** Start Material for this task **

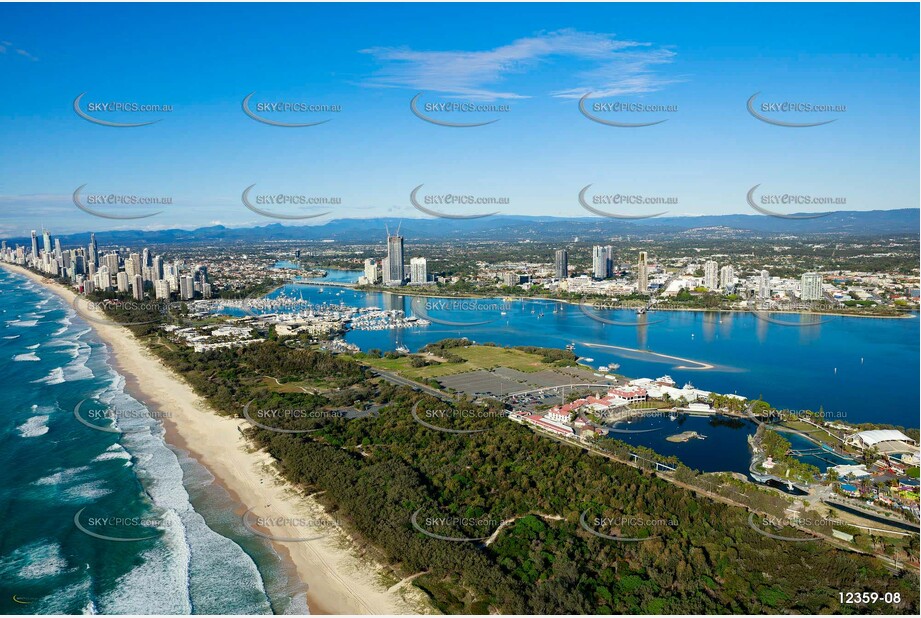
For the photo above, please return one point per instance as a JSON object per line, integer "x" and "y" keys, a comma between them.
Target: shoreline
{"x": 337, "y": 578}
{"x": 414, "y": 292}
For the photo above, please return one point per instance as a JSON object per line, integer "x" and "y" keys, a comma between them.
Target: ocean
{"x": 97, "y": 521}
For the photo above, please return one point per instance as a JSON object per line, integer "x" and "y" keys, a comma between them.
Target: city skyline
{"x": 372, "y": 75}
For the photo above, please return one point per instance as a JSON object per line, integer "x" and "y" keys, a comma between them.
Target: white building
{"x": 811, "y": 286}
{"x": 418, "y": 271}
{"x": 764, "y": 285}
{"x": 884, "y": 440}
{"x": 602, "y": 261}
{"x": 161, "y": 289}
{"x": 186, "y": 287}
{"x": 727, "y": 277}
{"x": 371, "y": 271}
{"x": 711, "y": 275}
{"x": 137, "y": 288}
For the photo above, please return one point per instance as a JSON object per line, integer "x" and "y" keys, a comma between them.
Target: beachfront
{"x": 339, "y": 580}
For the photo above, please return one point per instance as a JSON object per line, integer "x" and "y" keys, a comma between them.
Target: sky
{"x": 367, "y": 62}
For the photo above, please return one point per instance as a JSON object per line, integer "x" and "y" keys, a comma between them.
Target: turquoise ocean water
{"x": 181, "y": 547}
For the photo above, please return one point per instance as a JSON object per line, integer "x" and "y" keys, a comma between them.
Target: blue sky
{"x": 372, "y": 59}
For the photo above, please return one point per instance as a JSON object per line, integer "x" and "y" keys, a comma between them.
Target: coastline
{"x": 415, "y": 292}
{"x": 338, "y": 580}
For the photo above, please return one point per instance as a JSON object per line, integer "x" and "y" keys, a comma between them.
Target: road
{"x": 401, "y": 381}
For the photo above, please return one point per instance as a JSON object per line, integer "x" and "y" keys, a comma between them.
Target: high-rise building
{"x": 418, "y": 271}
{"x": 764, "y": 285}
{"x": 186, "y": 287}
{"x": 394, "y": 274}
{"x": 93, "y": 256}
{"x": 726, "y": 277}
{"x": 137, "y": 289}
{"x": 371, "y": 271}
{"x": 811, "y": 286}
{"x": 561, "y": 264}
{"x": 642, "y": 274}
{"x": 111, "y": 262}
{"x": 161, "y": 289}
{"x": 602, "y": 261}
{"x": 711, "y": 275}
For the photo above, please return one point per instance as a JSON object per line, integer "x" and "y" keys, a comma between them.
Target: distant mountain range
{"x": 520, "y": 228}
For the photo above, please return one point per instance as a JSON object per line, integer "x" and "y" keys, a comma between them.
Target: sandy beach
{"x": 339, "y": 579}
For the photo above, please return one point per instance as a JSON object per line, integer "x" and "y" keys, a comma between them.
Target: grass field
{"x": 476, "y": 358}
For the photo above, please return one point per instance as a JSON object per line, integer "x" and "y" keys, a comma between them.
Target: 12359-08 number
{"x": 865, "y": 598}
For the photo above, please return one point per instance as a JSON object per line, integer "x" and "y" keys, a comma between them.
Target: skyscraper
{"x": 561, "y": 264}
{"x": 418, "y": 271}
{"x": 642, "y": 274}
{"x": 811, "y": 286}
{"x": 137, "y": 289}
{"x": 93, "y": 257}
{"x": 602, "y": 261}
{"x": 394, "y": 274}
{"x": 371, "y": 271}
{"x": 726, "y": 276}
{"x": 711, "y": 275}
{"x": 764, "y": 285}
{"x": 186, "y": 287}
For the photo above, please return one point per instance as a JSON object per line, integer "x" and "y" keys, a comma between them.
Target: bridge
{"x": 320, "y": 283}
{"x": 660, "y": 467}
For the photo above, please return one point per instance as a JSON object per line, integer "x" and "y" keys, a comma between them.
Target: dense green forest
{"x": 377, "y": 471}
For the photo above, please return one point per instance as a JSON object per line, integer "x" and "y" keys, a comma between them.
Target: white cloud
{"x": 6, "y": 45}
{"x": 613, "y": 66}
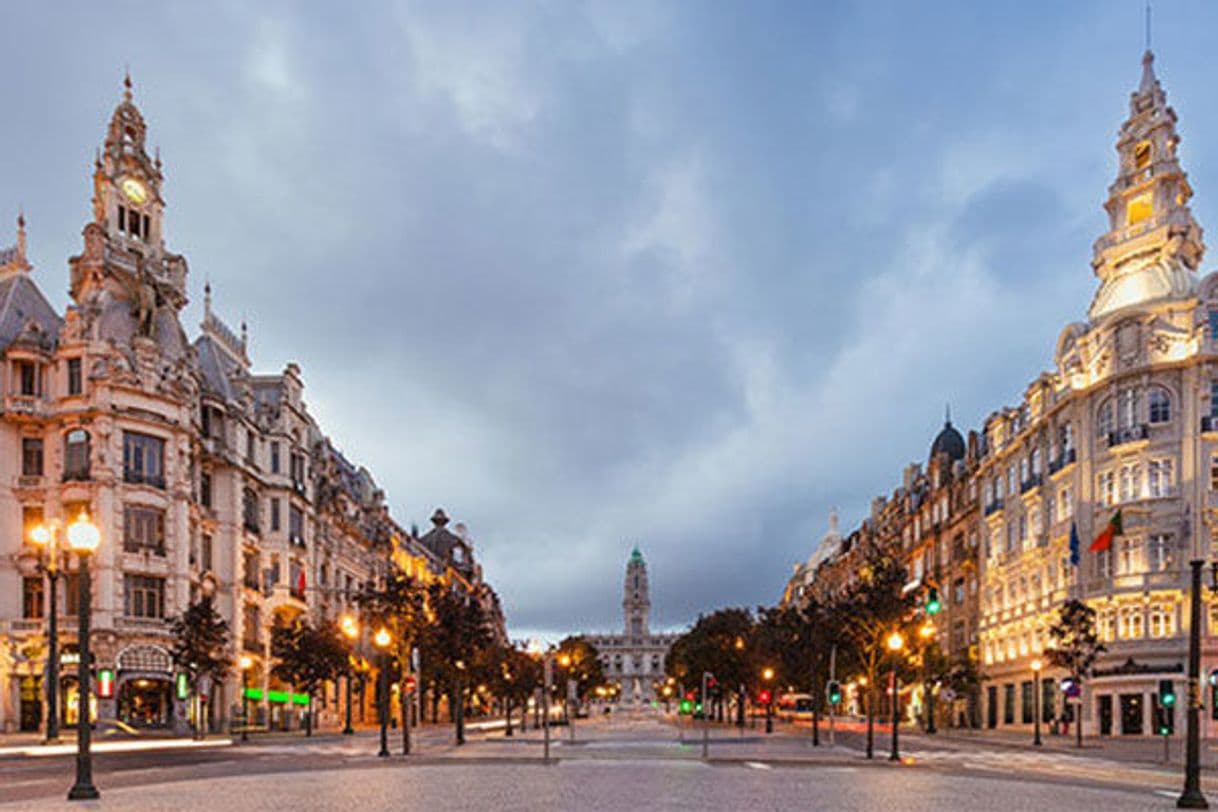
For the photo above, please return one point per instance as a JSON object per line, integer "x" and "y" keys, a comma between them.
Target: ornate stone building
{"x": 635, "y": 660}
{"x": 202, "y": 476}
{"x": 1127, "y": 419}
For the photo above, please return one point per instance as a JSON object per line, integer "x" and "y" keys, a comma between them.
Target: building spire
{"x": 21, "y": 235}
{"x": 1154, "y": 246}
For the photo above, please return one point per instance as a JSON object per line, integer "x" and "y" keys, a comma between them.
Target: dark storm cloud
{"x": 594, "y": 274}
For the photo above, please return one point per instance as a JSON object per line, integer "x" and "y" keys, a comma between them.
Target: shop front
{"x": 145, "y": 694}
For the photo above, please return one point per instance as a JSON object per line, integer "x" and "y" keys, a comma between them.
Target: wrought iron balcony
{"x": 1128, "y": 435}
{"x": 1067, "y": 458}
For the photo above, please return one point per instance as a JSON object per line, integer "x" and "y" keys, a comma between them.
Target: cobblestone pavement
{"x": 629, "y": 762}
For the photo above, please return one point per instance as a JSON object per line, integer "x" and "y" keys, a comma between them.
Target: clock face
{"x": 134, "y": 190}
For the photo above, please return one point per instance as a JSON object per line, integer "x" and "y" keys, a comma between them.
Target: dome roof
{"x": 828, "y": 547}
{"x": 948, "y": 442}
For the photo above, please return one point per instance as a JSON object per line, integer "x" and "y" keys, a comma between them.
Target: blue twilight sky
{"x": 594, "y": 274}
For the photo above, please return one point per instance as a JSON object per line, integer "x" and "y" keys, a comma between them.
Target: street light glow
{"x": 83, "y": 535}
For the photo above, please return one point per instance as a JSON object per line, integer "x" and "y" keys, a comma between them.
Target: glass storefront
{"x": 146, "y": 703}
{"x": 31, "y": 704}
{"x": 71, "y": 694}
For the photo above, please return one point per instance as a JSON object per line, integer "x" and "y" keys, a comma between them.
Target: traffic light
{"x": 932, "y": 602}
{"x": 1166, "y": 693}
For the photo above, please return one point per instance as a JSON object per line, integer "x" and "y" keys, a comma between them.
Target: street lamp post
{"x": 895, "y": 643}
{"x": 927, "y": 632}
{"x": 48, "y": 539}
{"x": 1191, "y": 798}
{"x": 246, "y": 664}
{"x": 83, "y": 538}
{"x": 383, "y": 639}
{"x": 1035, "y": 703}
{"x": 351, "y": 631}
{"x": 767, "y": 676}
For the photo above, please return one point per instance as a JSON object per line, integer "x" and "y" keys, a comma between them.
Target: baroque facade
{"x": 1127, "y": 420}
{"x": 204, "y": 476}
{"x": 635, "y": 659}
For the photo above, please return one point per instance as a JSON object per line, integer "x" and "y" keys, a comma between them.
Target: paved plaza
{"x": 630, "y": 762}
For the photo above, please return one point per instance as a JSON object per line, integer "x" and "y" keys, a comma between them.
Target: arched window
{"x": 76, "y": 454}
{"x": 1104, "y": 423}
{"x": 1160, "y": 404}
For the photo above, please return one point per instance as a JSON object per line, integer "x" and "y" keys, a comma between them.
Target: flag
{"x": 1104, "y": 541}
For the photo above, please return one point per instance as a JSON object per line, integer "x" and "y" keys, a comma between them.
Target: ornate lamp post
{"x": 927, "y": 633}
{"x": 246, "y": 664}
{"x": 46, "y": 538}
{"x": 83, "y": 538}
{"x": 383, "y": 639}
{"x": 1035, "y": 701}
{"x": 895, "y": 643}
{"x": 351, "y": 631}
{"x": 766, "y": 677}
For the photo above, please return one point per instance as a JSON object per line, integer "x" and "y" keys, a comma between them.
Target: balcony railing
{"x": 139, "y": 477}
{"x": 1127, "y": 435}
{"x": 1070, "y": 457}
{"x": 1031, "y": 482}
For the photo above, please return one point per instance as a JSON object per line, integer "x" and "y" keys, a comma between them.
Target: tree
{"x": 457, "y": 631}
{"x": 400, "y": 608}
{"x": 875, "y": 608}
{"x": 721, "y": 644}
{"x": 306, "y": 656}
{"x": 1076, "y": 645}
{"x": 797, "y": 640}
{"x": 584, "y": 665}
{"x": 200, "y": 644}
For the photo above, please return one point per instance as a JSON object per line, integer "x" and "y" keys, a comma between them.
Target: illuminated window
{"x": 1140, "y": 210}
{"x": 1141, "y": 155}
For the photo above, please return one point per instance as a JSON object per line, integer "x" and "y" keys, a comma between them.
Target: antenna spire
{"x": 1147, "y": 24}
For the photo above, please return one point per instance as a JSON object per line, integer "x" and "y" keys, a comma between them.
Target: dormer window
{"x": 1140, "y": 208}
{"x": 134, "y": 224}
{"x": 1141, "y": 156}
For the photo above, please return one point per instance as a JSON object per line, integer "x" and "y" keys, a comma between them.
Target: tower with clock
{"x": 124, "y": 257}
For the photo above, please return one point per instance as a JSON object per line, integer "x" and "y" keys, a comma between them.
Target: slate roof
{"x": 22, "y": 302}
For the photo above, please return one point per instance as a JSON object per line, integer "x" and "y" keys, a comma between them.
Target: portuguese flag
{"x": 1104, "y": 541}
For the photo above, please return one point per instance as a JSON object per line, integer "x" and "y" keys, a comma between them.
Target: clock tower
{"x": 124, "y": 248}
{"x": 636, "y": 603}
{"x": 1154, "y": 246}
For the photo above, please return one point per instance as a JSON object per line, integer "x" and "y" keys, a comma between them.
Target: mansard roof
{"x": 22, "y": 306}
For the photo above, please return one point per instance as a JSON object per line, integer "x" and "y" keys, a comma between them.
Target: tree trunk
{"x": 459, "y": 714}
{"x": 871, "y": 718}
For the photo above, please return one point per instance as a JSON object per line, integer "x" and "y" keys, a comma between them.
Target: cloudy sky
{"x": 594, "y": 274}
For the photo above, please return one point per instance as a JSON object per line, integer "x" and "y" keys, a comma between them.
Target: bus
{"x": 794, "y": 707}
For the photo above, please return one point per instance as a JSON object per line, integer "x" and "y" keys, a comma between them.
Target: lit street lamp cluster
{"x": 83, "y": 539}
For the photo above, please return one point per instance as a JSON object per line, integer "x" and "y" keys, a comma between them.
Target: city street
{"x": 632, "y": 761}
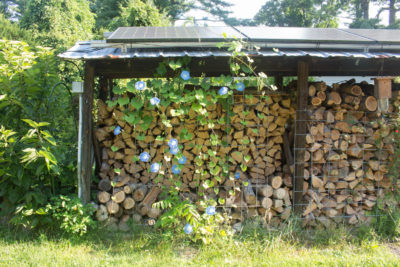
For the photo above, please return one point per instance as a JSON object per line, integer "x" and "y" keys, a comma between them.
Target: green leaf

** End Material for this task **

■ **Objective**: Pull out each line of the data above that contains the word "city". Treat uppercase and lowercase as different.

■ **Reply**:
Target: city skyline
Target: city street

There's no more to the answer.